(Point-per-instance localization data)
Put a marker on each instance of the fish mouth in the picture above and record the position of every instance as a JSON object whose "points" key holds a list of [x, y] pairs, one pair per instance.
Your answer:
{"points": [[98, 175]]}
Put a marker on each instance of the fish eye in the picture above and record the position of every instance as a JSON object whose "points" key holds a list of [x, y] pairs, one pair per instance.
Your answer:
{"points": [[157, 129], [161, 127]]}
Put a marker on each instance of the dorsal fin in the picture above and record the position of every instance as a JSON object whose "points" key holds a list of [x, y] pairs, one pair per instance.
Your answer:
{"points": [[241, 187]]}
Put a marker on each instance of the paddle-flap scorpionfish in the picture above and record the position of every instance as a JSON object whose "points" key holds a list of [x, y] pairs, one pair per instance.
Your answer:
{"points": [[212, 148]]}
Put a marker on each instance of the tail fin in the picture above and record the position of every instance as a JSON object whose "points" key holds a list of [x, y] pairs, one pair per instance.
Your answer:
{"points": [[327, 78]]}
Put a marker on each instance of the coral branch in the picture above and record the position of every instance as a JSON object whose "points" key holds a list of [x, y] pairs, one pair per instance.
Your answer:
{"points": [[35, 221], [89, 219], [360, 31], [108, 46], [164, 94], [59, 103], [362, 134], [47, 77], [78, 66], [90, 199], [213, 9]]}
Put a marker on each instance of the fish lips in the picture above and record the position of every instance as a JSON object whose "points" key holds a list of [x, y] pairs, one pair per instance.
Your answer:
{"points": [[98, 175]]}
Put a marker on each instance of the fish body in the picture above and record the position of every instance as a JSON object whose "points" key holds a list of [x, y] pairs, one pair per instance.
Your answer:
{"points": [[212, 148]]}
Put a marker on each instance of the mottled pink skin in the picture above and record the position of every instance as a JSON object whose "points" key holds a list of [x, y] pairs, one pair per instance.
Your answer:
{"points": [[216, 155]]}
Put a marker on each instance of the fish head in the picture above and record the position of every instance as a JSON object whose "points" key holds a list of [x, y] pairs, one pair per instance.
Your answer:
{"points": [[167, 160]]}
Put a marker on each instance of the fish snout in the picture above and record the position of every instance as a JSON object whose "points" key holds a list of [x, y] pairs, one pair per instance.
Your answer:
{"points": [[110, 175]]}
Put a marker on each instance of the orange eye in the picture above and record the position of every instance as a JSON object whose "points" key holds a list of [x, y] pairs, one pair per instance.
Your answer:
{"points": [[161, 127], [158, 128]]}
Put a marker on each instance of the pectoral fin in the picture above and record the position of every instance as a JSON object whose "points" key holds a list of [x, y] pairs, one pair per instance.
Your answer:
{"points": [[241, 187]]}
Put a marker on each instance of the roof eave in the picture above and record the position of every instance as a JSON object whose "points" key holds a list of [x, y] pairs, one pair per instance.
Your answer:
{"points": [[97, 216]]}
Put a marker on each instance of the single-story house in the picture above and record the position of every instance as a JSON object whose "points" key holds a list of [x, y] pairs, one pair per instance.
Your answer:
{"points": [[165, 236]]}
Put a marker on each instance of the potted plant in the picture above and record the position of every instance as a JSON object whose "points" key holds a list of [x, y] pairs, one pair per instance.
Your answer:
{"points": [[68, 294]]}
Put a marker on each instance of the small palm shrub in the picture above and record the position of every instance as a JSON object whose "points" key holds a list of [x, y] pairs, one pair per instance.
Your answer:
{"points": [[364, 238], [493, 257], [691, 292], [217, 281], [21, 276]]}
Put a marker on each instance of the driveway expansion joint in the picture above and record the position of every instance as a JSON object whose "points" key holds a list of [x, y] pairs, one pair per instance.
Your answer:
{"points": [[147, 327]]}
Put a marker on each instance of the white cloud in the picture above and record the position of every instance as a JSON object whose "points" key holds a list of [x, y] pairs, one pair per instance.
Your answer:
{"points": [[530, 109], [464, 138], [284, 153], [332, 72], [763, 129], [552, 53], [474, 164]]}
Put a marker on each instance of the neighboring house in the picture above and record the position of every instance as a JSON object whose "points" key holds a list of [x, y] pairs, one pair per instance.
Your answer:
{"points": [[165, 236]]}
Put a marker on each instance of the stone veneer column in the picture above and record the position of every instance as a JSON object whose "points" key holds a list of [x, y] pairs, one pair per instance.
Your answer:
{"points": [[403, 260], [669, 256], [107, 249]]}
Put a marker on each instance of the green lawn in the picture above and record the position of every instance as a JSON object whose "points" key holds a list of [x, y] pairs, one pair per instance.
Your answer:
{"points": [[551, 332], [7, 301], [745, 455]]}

...

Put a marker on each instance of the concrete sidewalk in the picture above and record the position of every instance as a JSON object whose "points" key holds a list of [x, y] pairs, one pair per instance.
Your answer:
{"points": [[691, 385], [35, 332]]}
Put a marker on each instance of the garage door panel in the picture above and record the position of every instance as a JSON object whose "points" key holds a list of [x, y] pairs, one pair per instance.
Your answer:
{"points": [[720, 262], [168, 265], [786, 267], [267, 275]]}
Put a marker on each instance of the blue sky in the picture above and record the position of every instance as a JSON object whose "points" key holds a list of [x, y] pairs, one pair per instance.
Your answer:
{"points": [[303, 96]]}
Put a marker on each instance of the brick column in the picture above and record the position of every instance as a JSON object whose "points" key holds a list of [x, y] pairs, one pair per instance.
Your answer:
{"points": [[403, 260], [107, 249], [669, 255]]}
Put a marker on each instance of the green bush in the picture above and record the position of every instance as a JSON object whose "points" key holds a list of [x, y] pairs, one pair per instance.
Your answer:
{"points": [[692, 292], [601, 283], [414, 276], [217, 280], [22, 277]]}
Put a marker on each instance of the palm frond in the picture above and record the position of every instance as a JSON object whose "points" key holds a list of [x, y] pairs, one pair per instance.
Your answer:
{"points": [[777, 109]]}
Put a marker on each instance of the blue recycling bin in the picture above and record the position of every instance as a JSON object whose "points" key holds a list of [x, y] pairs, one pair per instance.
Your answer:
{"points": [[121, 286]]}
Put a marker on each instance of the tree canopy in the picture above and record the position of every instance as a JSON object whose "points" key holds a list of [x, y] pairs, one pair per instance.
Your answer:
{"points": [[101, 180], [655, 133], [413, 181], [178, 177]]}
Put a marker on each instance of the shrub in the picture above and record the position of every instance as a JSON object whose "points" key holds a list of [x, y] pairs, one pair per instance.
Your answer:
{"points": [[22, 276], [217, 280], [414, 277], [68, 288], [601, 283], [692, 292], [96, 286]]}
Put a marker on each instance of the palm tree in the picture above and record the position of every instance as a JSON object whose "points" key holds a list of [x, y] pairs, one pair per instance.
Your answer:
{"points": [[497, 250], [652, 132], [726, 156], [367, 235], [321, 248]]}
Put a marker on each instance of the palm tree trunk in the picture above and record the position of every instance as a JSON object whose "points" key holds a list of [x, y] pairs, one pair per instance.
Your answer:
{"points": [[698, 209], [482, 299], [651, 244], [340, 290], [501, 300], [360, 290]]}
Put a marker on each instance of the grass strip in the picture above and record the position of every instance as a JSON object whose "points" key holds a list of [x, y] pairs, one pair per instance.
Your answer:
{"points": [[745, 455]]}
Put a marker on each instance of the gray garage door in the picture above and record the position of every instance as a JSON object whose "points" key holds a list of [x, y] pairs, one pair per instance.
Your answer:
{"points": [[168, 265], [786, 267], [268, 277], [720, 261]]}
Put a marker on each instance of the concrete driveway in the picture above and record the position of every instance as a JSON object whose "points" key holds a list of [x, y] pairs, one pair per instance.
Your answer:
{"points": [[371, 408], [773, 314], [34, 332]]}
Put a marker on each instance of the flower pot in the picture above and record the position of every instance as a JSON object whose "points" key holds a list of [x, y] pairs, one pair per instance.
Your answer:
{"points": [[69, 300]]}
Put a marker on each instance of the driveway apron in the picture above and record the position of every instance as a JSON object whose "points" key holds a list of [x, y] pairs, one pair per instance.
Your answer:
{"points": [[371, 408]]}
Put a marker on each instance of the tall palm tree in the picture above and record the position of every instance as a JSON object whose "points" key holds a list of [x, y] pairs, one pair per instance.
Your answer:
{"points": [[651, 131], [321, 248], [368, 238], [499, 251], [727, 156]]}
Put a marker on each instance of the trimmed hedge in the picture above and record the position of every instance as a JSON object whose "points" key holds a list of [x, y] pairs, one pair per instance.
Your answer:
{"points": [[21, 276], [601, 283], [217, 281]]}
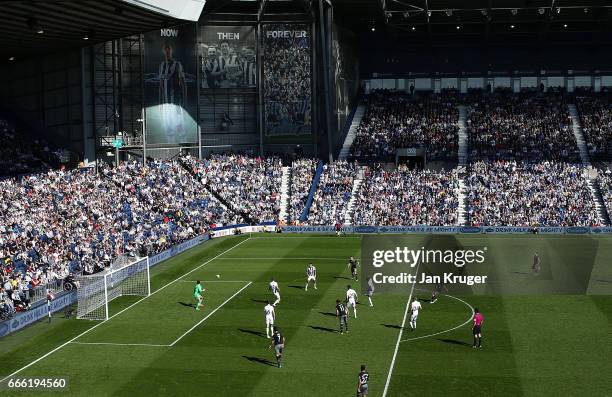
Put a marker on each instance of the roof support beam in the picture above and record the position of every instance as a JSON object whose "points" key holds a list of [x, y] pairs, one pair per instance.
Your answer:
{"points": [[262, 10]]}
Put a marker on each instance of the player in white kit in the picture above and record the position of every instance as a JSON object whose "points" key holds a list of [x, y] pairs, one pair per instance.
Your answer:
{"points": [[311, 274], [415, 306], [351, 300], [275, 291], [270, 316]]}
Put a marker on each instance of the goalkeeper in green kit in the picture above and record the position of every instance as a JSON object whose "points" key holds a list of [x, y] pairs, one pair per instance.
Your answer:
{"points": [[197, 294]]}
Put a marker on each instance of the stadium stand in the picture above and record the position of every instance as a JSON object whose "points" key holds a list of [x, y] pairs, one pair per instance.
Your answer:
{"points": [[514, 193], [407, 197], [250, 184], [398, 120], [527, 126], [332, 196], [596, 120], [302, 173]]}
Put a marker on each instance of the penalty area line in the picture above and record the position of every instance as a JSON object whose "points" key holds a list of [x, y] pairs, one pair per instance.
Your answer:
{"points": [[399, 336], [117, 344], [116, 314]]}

What to do:
A line qualifies when it holds the word "white"; report all qualifying lines from the records above.

Exercise answer:
Put a marker on each instance of the white cloud in the picture above and record the position of every instance as a JSON object whose "points" key holds a list of [x, y] pairs, one pair per instance.
Put a marker on each instance of the player in white kit in the picture above and record the position of every instance as a JSON object whose "points" key holds a list of [x, y] pairs, one pair per instance.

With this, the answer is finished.